AIM:
Return every line of the entries below that contains the string "horn", matching case exactly.

AVAILABLE DATA:

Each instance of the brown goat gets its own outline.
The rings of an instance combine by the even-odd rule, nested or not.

...

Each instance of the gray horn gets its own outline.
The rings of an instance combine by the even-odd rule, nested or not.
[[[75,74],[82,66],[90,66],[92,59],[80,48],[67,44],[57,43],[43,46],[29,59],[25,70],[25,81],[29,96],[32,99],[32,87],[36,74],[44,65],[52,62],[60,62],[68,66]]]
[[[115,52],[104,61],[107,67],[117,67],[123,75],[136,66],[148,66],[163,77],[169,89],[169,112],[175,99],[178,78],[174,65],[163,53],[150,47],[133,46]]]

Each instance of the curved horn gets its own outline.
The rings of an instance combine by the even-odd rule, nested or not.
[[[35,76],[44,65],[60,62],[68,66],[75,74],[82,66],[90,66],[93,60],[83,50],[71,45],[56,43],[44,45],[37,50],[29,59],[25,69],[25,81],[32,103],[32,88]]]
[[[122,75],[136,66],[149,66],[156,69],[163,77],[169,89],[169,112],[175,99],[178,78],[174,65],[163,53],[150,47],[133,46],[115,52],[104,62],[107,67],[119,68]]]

EXERCISE SOLUTION:
Each instance of the gray horn gets its own outline.
Each instance of the curved horn gets its own outline.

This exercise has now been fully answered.